>>>>

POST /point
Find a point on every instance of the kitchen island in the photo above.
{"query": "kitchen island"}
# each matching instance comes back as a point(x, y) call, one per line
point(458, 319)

<<<<

Copy the records above line for line, changing nothing.

• [Answer for the task]:
POST /point
Find a point on every instance of the kitchen island in the photo above.
{"query": "kitchen island"}
# each matching instance comes back as a point(x, y) call, one per line
point(458, 319)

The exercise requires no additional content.